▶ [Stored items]
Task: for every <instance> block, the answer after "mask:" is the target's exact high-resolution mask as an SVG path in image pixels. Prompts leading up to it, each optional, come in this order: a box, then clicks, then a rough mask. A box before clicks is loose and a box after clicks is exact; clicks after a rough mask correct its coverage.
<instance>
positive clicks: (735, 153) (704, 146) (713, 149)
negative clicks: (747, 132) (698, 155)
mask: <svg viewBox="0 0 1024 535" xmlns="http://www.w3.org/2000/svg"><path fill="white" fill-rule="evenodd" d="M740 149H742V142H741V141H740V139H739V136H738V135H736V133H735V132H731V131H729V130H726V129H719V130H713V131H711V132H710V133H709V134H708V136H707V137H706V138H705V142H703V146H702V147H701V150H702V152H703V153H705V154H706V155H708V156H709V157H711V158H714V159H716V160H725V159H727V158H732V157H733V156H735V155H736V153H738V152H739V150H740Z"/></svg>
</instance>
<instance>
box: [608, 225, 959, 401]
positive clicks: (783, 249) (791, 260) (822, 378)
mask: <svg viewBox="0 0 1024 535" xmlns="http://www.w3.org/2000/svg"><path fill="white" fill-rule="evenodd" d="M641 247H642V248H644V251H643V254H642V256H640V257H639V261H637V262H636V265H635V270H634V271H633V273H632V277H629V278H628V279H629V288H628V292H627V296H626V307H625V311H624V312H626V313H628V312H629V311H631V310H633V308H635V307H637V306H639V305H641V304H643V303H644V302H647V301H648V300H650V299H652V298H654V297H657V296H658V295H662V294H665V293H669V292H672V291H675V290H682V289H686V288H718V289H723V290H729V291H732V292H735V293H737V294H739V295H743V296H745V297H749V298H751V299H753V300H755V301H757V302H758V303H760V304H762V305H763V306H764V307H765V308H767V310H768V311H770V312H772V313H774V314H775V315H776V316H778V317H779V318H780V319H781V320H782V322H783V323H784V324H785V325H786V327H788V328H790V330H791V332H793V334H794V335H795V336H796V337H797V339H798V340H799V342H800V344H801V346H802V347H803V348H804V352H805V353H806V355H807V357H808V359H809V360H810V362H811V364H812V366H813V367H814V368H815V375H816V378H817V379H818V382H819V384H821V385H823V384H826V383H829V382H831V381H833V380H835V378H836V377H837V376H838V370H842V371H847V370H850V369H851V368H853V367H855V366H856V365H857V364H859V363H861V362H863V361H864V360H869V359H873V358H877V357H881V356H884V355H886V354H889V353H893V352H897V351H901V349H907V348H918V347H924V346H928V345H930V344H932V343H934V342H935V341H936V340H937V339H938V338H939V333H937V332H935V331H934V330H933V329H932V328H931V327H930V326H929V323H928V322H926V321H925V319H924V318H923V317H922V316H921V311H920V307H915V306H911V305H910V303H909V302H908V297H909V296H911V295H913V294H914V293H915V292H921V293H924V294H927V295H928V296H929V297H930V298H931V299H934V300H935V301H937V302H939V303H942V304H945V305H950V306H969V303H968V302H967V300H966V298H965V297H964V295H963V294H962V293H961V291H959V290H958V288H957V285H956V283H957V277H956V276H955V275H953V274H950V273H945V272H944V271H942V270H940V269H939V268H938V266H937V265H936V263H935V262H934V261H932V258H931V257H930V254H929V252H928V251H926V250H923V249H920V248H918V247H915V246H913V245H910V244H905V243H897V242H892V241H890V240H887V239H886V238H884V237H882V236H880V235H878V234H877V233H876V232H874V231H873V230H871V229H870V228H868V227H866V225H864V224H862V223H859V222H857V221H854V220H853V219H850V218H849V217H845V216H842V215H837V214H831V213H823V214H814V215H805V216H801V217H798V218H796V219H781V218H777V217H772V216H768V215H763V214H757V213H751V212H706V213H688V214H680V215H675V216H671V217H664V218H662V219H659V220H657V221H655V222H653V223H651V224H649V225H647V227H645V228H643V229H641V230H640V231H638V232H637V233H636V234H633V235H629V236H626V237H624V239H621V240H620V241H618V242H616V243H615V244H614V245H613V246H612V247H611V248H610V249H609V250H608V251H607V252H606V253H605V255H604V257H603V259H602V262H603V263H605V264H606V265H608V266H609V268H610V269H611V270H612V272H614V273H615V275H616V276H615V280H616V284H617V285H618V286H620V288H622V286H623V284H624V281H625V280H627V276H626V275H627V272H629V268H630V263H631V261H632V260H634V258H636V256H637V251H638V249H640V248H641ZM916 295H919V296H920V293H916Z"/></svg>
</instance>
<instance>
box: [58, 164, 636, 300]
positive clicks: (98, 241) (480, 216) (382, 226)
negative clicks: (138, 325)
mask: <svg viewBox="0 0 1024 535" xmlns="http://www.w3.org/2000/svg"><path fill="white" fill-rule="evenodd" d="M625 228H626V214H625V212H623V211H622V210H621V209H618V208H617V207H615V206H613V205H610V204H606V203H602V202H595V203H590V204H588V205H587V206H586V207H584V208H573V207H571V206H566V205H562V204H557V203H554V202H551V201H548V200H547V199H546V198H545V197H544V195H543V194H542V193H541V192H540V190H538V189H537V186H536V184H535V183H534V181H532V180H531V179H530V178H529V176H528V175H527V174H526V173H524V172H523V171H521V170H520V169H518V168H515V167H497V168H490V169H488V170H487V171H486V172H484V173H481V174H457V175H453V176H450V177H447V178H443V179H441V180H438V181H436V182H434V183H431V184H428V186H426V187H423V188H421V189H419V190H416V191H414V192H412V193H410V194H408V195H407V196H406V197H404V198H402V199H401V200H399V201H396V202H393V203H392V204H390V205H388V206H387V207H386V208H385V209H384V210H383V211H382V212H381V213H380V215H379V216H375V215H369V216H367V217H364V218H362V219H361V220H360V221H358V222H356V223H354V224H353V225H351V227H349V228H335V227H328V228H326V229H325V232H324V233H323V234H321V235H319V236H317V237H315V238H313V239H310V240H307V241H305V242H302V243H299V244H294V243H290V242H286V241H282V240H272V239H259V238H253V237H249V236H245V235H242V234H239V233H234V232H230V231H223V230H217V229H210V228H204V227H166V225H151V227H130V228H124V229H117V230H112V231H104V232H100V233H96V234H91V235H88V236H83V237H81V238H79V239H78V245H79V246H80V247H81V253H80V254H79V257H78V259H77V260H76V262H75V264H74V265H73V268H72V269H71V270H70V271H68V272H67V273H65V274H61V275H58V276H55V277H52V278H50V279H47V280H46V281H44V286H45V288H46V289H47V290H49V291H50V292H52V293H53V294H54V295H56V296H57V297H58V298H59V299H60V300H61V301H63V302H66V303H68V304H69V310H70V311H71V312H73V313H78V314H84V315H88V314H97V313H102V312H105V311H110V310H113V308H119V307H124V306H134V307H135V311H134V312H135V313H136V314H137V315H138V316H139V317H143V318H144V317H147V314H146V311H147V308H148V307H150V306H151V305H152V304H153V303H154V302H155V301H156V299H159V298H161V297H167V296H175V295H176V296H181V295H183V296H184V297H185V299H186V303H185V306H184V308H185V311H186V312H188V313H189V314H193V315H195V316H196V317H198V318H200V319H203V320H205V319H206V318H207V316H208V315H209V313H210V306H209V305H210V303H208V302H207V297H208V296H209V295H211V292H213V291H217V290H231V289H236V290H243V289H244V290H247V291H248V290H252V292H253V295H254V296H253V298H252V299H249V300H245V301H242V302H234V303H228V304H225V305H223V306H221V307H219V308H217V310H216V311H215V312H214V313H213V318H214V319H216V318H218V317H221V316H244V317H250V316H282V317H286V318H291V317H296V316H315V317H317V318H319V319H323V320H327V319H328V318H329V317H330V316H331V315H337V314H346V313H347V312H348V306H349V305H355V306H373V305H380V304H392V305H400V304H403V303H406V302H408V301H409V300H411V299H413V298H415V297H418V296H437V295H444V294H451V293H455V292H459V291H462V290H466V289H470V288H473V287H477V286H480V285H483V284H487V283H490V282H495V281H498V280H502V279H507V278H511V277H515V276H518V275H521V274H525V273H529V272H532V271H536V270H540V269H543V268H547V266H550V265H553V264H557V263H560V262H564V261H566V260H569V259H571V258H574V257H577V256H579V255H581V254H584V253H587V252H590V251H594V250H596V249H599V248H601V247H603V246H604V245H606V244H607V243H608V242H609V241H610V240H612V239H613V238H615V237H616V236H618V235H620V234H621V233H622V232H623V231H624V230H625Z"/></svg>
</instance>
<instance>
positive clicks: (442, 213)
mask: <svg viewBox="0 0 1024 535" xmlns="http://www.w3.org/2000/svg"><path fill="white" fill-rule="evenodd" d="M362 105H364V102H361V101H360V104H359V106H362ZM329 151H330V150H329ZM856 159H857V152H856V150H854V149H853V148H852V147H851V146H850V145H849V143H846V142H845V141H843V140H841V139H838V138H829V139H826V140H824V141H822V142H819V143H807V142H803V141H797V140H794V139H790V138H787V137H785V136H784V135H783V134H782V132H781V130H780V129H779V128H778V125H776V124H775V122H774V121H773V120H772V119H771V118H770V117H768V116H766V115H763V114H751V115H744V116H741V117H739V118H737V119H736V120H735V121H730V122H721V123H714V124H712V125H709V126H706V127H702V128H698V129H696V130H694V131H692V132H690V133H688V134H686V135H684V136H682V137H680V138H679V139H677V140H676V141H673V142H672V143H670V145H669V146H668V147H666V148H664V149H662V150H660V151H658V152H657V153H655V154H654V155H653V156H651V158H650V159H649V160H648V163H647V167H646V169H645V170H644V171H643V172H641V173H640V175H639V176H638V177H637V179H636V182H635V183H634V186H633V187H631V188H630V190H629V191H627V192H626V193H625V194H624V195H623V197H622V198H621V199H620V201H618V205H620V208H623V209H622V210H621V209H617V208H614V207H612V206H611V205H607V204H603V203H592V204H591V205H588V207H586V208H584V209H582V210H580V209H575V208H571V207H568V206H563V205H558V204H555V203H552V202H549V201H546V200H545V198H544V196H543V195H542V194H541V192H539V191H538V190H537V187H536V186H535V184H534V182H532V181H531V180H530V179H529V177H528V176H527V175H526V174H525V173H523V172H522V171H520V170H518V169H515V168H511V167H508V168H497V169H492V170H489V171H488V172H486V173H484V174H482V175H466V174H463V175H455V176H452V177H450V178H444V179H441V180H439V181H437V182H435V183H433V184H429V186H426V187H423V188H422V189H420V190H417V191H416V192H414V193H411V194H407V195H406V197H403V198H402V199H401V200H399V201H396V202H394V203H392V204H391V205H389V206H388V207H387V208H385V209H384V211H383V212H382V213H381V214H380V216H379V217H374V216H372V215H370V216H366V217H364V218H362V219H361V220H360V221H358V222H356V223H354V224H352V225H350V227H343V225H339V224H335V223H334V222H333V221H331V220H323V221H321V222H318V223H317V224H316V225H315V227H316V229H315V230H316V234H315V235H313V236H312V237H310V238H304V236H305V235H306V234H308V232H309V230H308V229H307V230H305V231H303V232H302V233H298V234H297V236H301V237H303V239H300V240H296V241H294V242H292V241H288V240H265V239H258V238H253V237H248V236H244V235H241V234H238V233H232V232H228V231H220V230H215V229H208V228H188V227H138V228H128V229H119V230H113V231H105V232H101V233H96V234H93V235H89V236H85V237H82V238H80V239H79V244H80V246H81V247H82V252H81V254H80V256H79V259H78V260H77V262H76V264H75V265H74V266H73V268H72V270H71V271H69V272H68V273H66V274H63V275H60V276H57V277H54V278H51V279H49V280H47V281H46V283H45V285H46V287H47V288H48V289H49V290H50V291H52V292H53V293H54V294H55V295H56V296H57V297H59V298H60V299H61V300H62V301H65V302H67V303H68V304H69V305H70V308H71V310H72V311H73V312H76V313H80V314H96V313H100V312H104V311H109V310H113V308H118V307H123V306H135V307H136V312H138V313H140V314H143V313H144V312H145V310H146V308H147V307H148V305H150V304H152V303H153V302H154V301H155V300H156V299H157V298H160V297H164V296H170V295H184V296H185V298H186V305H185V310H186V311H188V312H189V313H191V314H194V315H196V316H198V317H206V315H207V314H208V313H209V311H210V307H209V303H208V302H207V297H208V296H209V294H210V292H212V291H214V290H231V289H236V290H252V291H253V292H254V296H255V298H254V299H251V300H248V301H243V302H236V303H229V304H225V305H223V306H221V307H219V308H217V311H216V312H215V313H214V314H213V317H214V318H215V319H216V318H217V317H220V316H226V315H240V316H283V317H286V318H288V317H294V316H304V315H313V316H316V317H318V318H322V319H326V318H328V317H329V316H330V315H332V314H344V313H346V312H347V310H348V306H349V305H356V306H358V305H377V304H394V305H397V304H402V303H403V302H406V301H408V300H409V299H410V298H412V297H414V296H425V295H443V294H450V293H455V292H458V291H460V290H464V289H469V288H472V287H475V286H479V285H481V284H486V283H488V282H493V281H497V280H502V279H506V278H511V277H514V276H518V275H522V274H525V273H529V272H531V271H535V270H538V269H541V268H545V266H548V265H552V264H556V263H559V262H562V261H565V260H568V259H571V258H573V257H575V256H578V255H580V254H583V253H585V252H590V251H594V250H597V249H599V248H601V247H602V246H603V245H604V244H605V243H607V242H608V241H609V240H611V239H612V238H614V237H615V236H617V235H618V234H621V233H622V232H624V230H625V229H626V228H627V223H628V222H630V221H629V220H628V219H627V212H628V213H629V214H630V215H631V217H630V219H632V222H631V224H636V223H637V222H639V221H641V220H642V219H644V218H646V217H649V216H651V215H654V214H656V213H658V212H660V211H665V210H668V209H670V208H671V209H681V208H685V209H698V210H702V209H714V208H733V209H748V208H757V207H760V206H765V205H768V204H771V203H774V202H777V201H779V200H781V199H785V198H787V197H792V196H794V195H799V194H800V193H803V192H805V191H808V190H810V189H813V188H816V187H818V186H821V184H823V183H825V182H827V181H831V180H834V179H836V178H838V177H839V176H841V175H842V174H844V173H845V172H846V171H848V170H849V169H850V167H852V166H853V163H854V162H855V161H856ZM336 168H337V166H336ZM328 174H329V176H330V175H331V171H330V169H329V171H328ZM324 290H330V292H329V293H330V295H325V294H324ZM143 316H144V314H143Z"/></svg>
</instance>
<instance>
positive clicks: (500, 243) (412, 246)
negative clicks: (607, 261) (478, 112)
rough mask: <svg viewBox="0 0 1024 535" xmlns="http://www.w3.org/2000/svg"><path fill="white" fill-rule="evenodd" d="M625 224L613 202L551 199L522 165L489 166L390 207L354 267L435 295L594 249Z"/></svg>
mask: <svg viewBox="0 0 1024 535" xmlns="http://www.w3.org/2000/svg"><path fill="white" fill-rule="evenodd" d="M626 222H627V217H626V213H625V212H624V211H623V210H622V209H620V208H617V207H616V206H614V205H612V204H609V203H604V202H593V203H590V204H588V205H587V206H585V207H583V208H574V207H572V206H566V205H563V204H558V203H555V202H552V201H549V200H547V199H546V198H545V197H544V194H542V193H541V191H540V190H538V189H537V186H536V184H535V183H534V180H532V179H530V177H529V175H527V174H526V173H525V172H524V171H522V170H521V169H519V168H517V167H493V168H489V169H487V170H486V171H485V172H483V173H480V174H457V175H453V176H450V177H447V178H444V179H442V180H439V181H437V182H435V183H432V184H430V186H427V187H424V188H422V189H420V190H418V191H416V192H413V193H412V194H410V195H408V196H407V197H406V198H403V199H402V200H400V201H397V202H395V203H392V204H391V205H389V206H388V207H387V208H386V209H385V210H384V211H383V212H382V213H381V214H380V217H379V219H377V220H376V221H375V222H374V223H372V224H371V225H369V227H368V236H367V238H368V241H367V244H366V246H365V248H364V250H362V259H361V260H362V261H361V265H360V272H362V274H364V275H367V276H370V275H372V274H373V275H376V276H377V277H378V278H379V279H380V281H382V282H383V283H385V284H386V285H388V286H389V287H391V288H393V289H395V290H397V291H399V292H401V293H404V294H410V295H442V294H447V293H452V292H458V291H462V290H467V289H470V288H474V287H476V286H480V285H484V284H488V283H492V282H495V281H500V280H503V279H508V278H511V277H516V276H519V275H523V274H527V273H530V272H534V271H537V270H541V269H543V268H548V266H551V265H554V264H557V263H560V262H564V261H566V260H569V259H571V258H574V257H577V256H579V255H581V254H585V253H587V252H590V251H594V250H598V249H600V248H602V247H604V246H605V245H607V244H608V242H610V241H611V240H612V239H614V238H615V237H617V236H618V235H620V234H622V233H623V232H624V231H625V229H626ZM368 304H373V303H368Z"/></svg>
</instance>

▶ [What is needed]
Please write out, exactly as they appear above, only the lines in the stretch from the line with "positive clicks: (735, 153)" through the line with "box: [608, 225, 959, 401]".

▶ [Exercise response]
positive clicks: (735, 153) (704, 146) (713, 149)
negative clicks: (747, 132) (698, 155)
mask: <svg viewBox="0 0 1024 535" xmlns="http://www.w3.org/2000/svg"><path fill="white" fill-rule="evenodd" d="M740 149H742V142H741V141H740V139H739V136H738V135H736V133H735V132H731V131H729V130H726V129H719V130H713V131H711V132H710V133H709V134H708V136H707V137H706V138H705V142H703V146H702V147H701V150H702V152H703V153H705V154H706V155H708V156H709V157H711V158H714V159H716V160H725V159H727V158H732V157H733V156H735V155H736V153H738V152H739V150H740Z"/></svg>
</instance>
<instance>
box: [608, 225, 959, 401]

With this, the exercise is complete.